**Passage:**
###
LOAD SENSOR DEVICE SYSTEM FOR MEASURING AND TRACKING EXERCISE STRENGTH AND EFFORT

Abstract

This invention relates to a load sensor device system, and more particularly to a load sensor device system for measuring physical exercise strength and effort, that provides load measurements for effort load deployed while a person performs physical fitness exercises using extensible functional resistance exercise apparatus and provides real time load data that can be tracked to demonstrate effectiveness of exercise training over a period of time using the sensor device and system.

Claims

1. A load sensor device system for measuring and tracking physical exercise strength and effort and a method of operating load sensor device using a smart watch application (450), a smartphone application (460) managed using a cloud platform (410) comprises a body load sensing device (100) embedded with a miniature tension-compression load sensor element (200), characterized in that a load sensor processor (210) and a load sensor unit (250) abbreviated inside two representative embodiments, in one, a rigid enclosure(120) and a flexible enclosure (130) which attaches to representative forms of extendible and rigid resistance exercise apparatus (300) using anchor buckles (150)

2. The load sensor element (200), as claimed in claim 1, wherein the said load sensor element (200), comprises a plastic case and a flexible enclosure (130) and; anchor buckles (150) to withstand high loads which are attached to the load sensor element (200) on either side at the anchor location (260)

3. The load sensor element (200), as claimed in claim 1, wherein the said load sensor unit (250) is attached to the load sensor processor (210) and provides the tension-compression raw data readings which are processed within the firmware of the load sensor processor (210) as novel and meaningful data and exchanged via the wireless communication module within the load sensor processor (210) with the user's smartwatch application (450), user's smartphone application (460) and displayed as meaningful strength data visualization.

4. The load sensor element (200), as claimed in claim 1, wherein on powering up the load sensor element and initiating the application an initialization is performed on the load sensor processor (210); after pairing the smartphone application (460) assigns settings to the load sensor element (200) and creates a user login account with the managed cloud platform (410) to identify the specific user account with the specific device ID to ensure the readings are stored within the user profile to provide tracking analytics and smartwatch application (450) pairs with the smartphone application (460) to check the battery status and providing the user a graphical, visual and textual display of the device strength readings while the user performs resistance exercises using the resistance exercise apparatus (300).
###
**The data:**
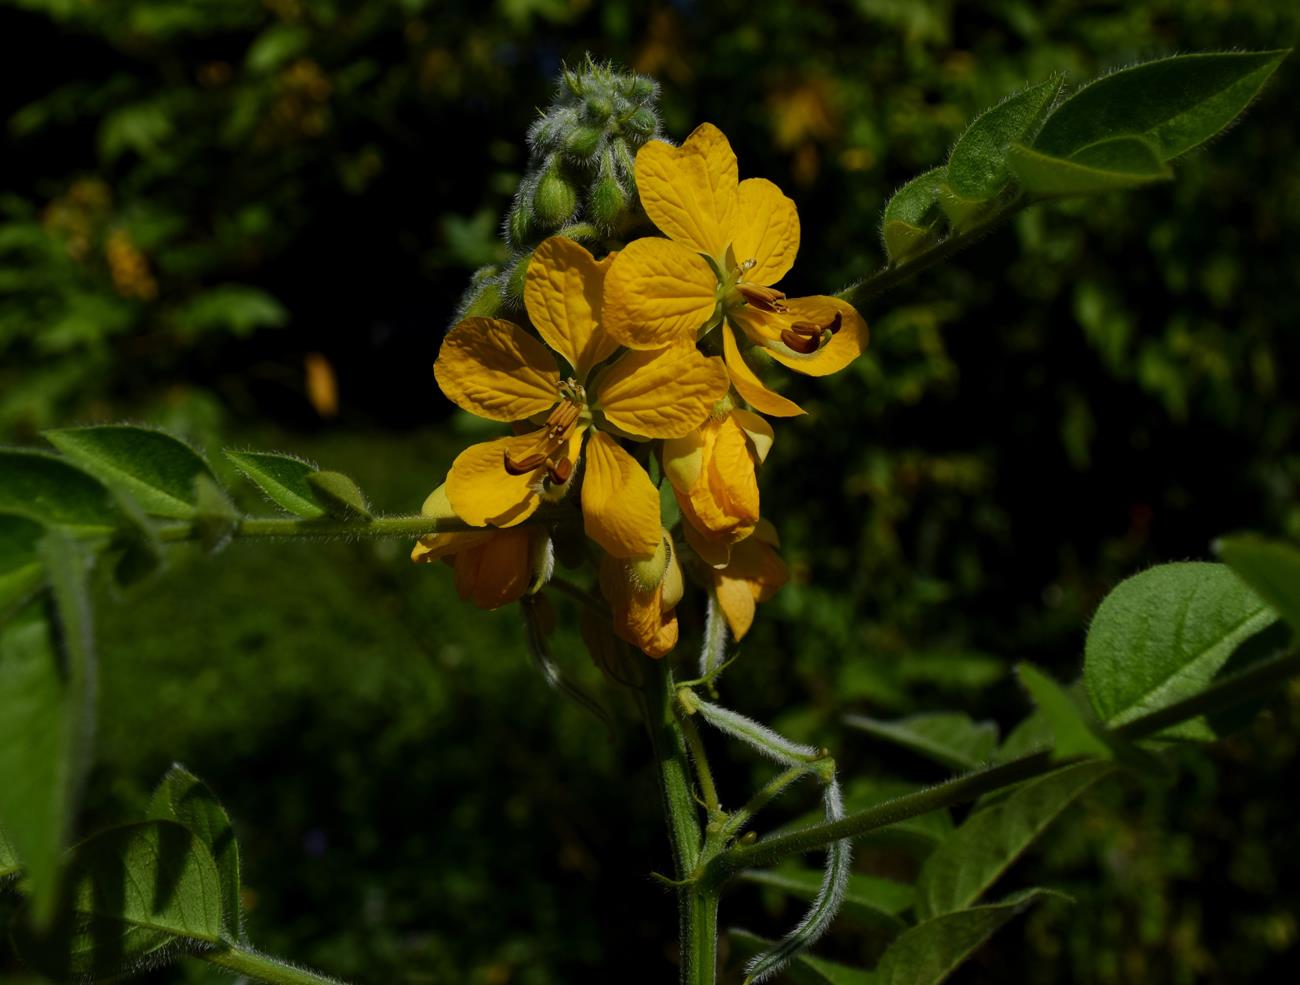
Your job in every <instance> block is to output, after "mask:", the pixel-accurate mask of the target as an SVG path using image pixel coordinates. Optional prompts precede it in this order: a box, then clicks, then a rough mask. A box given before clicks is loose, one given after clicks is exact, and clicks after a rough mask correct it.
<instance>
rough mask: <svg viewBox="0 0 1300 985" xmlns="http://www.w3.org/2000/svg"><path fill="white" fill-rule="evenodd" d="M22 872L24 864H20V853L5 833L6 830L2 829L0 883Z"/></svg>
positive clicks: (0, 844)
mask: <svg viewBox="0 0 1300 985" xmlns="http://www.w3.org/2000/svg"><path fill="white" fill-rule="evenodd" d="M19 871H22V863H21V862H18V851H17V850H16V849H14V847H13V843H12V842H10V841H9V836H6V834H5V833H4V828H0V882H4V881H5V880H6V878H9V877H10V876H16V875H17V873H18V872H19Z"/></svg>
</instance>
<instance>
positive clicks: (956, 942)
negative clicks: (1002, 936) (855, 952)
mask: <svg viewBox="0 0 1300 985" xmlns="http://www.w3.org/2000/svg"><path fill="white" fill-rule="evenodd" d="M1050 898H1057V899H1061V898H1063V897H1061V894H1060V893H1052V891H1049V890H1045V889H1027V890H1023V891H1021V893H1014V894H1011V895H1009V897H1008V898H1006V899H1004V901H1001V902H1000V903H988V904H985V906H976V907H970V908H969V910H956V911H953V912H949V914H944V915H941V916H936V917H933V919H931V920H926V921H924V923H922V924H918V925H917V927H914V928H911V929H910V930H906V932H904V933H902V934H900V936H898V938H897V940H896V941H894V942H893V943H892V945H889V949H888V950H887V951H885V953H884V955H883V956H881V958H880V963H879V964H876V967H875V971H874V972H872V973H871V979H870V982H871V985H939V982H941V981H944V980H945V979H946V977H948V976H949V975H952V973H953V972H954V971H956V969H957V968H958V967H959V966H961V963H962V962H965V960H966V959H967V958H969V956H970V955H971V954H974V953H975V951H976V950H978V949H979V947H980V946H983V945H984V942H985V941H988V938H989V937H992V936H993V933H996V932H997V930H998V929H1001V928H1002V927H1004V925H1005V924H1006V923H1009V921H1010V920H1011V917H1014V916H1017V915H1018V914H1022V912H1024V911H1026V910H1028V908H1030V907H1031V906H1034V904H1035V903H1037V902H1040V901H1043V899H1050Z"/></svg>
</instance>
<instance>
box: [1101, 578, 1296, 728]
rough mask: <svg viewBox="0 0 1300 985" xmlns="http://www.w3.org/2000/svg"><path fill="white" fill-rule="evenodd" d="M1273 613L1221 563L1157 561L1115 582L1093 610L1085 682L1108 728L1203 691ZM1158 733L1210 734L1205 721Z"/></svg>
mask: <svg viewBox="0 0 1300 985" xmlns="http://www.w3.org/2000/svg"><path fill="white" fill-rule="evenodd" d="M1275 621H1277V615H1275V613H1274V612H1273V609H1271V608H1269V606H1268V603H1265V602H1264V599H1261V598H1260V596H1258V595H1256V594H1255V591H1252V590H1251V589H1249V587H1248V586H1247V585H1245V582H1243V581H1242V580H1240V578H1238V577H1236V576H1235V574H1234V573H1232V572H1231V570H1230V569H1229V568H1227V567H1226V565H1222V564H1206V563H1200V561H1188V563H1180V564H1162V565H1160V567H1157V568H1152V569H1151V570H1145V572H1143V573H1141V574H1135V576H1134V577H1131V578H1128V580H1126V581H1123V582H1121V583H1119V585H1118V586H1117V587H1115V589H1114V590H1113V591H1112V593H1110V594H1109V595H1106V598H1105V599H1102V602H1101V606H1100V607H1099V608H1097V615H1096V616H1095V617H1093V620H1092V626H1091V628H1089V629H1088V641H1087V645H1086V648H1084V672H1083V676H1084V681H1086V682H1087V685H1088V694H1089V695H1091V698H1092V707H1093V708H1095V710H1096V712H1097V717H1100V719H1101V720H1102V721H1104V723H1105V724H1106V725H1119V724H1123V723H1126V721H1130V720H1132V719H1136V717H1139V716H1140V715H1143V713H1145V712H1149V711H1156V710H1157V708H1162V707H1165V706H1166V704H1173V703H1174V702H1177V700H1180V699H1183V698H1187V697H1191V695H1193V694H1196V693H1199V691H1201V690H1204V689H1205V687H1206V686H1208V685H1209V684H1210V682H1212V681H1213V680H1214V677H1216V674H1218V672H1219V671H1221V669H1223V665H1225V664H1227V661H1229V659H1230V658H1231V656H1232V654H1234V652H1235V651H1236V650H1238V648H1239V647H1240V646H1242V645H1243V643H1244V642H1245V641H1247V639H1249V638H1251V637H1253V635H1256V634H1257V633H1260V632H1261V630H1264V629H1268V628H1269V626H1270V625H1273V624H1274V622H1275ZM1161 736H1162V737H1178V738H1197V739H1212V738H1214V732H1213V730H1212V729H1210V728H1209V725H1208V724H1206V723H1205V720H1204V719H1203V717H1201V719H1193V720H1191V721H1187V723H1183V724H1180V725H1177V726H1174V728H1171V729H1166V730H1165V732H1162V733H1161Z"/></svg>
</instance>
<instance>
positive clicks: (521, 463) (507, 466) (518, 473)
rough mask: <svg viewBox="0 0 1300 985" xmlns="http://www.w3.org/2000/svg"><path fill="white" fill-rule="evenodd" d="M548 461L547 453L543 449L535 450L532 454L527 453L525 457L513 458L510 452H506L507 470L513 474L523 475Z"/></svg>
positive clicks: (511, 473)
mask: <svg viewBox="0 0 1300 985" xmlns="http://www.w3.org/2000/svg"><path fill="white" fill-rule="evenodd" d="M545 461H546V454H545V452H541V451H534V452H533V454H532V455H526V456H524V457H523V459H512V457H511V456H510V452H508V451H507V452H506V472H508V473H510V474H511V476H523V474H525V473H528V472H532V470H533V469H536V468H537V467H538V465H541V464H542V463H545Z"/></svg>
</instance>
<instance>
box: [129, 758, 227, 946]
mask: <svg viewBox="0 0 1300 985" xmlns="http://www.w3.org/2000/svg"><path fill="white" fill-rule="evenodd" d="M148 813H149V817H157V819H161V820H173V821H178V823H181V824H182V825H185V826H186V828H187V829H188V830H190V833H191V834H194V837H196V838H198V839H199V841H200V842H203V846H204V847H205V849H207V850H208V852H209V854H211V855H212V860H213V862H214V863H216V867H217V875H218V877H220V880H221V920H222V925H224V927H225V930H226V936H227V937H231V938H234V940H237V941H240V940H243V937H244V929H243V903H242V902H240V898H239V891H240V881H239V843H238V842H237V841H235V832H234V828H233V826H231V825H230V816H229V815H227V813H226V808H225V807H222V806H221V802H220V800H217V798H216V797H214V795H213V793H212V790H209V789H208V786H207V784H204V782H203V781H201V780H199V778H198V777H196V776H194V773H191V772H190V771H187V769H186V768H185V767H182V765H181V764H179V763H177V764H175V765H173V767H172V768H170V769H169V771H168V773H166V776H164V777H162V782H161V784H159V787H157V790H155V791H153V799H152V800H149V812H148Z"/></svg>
###
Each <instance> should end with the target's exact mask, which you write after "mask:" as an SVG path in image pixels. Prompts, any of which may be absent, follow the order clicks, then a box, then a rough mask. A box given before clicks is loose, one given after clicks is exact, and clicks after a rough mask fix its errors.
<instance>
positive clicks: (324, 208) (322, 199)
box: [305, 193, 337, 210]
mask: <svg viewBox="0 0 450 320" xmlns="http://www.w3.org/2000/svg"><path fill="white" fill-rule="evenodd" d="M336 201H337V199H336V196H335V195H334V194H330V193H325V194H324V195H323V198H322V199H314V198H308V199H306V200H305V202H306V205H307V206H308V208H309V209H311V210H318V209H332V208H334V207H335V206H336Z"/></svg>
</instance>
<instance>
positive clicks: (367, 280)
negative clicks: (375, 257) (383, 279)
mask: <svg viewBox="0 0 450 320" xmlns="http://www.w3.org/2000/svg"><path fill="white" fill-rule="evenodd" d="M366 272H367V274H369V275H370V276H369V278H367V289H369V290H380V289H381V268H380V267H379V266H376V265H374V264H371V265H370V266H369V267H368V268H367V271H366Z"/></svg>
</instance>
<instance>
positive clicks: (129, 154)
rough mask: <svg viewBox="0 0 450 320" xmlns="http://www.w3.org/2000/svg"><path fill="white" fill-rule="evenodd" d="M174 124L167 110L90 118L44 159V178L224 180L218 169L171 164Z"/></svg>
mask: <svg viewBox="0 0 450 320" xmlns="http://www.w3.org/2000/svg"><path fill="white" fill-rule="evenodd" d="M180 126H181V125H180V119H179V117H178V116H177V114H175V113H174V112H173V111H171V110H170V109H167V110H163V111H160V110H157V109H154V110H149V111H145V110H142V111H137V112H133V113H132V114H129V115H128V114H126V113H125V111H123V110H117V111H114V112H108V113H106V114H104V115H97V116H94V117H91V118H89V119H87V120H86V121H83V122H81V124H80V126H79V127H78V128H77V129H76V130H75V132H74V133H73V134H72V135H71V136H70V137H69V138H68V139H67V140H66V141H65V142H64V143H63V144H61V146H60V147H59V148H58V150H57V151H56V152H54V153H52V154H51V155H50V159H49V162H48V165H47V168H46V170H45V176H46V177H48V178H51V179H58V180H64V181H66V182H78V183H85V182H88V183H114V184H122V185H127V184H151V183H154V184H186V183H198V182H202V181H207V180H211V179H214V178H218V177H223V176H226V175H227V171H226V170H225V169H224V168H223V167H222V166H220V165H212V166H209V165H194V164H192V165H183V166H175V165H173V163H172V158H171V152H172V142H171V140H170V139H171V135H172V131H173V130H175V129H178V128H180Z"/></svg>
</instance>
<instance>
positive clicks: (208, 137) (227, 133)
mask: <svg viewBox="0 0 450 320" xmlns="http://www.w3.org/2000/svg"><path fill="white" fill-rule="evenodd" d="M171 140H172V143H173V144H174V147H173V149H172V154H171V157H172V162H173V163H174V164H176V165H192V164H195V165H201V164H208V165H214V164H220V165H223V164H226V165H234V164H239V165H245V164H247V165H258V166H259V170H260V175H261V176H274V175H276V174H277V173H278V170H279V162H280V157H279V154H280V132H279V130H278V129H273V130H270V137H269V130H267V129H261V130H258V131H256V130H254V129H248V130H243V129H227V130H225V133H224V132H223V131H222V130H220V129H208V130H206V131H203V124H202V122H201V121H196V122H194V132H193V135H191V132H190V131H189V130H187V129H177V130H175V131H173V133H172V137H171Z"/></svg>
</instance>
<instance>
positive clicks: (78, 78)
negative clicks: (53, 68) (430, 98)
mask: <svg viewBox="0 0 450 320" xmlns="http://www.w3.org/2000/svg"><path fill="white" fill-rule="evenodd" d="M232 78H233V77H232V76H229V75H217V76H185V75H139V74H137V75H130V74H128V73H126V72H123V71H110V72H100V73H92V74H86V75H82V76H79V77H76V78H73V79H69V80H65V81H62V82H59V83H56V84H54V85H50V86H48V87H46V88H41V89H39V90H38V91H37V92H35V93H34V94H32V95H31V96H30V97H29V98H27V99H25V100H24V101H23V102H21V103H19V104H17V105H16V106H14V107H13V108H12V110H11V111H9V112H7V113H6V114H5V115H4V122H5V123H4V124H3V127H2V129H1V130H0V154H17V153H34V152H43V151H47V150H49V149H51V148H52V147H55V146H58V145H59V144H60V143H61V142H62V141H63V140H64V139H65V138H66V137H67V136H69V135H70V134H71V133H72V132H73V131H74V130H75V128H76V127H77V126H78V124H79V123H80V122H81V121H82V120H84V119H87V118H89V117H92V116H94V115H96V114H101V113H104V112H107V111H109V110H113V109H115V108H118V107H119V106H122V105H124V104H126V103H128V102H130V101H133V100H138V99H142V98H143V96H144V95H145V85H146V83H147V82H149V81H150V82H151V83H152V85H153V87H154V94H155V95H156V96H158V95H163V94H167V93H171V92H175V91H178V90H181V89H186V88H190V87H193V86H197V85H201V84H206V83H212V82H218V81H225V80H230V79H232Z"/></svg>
###
**Requirement A:** List every line of the rows that contains the string "image". Case counts.
**Requirement B:** Pick up the load sensor patent text after its last claim and continue it.
The load sensor patent text and the rows come from unrelated sources.

**Answer space A:**
Your job in every <instance> block is to output, after "mask:", the pixel-accurate mask of the target as an SVG path using image pixel coordinates. Optional prompts precede it in this order: a box, then clicks, then a rough mask. A box given before clicks is loose, one given after clicks is exact, and clicks after a rough mask correct it.
Each <instance> should end with the target's exact mask, which you write after "mask:" as an SVG path in image pixels. Prompts, any of which may be absent, follow the order clicks, then a box, then a rough mask. A box given before clicks is loose, one given after clicks is exact, and clicks after a rough mask fix its errors.

**Answer space B:**
5. The load sensor element (200), as claimed in claim 5, wherein the load sensor element (200) streams the real-time readings as they change to the connected application and management layer for storage, processing and meaningful visualization.

6. The load sensor element (200), as claimed in claim 1, wherein the said load sensor element (200) is any other type of functional equipment that produces tension compression to provide real time data readings and the open communication protocols used within the load sensor processor provide the ability to stream the data readings in open or proprietary data interchange formats making it extremely versatile.

7. The load sensor element (200), as claimed in claim 1, wherein the said smartphone application (460) when connected to the load sensor device (200) allows users to vary the timing of the exercise, the cycles as well as the representatives to suit their preferred fitness level which allows the system be useful for people of all ages and fitness levels and provides tracking information of gain or loss in strength while performing the same exercise over a period of time.

8. The load sensor element (200), as claimed in claim 1, wherein the said the load sensor device (100) is used for triggering audible, sensory and visual representations based on a set of commands and scripts that are provided in the firmware of the processor (210) and the user(s) selects a set of pre-programmed exercise activities designed for whole body functional training from the smartphone application (460) to provide a scoring platform for comparing scores and competing with other users on a leaderboard/scoreboard database.

9. The leaderboard/scoreboard (200), as claimed in claim 9, wherein the functionality of a leaderboard/scoreboard exists in both the smartphone application (460) and the cloud management platform (410), and the database base is accessed to provision a visually appealing physical leaderboard which is able to display the individual users score providing for the system to be used as a competitive exercise sport as well as motivational tool for users to track and keep score.

10. The load sensor element (200), as claimed in claim 10, wherein the said system can link with multi-locational venues as well as home workouts to show the scores of connected users and venues on-line.

Description

DESCRIPTION OF THE DRAWINGS

[0008] It is to be noted, however, that the appended drawings illustrate only typical embodiments of this invention and are therefore not to be considered for limiting of its scope, for the invention may admit to other equally effective embodiments.

[0009] FIG. 1 reveals a perspective of the invention showing a rigid enclosure connected with flexible bands and anchor hooks on two sides.

[0010] FIG. 2 reveals a perspective of the invention showing a flexible textile enclosure connected with flexible bands and anchor hooks on two sides.

[0011] FIG. 3 reveals a representation of the load sensor element with its electronic component and electromechanical components bonded together.

[0012] FIG. 4 reveals the load sensor processor component of the load sensor element.

[0013] FIG. 5 reveals the load sensor unit component of the load sensor element.

[0014] FIG. 6A reveals an exploded view of the device revealed in FIG. 1.

[0015] FIG. 6B reveals an exploded view of the device as revealed in FIG. 2.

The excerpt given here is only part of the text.